• CONSEGNA 1:
Indica se ciascuna affermazione concorda con il brano su Falcone, rispondendo sì o no e citando le parole decisive del testo: (a) il fallito attentato all'Addaura avvenne nel 1989; (b) Paolo Borsellino fu ucciso prima di Giovanni Falcone; (c) l'incarico ministeriale di Falcone riguardava la sezione Affari Civili.
• CONSEGNA 2:
Aggiorna il tratto del brano su Falcone che va da "Ipotesi confermata dal" fino a "la macchina dell′isolamento.", sostituendo "amico" con "collega".
• CONSEGNA 3:
Nel brano su Falcone, in quale giorno Paolo Borsellino fece la sua dichiarazione sull'esperienza ministeriale di Falcone?

• BRANO DA LEGGERE:
------------

Non entriamo nel merito di indagini ancora in corso, del cosìdetto “papello” che sembrerebbe contenere i capisaldi dell’alleanza tra il nostro Stato ed i criminali che in quegli stessi anni inondavano di sangue innocente le strade siciliane. Molto più banalmente ci riferiamo alla colpevole assenza dello Stato al fianco di chi lottava per servirlo. Giovanni Falcone (e solo due mesi dopo anche Paolo Borsellino) è stato ucciso perché lasciato solo. Le manovre per denigrarlo ed isolarlo, rendendolo sostanzialmente meno “pericoloso”, erano già iniziate nel 1989 quando, in occasione del fallito attentato all’Addaura, si arrivò a sostenere che fosse stato organizzato dallo stesso magistrato per “farsi pubblicità”. Persino il suo incarico a dirigere la sezione Affari Penali del ministero di Grazia e Giustizia, che doveva essere una promozione, fu, con ogni probabilità, un tentativo di allontanarlo da Palermo e di fermare le sue indagini sempre più scomode.
Ipotesi confermata dal suo amico Paolo Borsellino il quale, il 25 giugno del 1992 (pochi giorni prima dell’attentato in cui perse la vita), affermò che “Giovanni Falcone in questa sua brevissima esperienza ministeriale lavorò soprattutto per potere al più presto tornare a fare il magistrato. Ed è questo che gli è stato impedito, perché è questo che faceva paura”. Sono passati 19 anni, molte persone hanno perso la vita servendo lo Stato e la giustizia eppure non si è ancora imparato a disinnescare il più grande pericolo per i magistrati antimafia: la macchina dell′isolamento.

------------

• MATERIALE FORNITO:
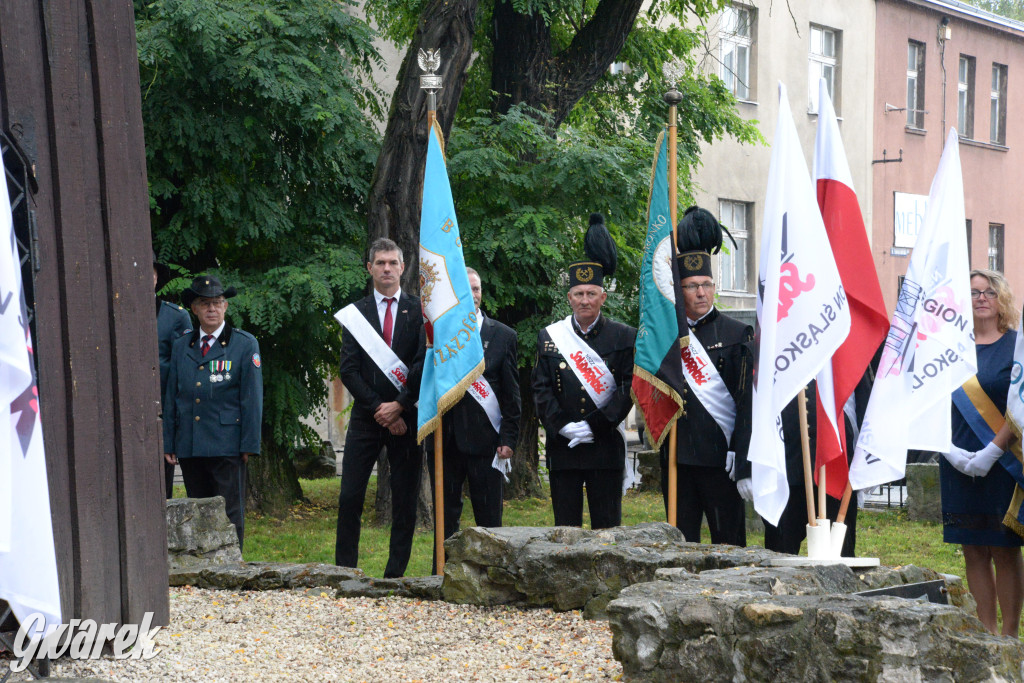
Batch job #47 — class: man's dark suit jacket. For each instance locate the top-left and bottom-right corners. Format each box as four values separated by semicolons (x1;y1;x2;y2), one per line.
341;292;426;423
426;316;522;458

------------

• RISPOSTA FINALE 1:
(a) Sì: «erano già iniziate nel 1989 quando, in occasione del fallito attentato all’Addaura»
(b) No: «(e solo due mesi dopo anche Paolo Borsellino)»
(c) No: «la sezione Affari Penali del ministero di Grazia e Giustizia»

• RISPOSTA FINALE 2:
Ipotesi confermata dal suo collega Paolo Borsellino il quale, il 25 giugno del 1992 (pochi giorni prima dell’attentato in cui perse la vita), affermò che “Giovanni Falcone in questa sua brevissima esperienza ministeriale lavorò soprattutto per potere al più presto tornare a fare il magistrato. Ed è questo che gli è stato impedito, perché è questo che faceva paura”. Sono passati 19 anni, molte persone hanno perso la vita servendo lo Stato e la giustizia eppure non si è ancora imparato a disinnescare il più grande pericolo per i magistrati antimafia: la macchina dell′isolamento.

• RISPOSTA FINALE 3:
Il 25 giugno 1992.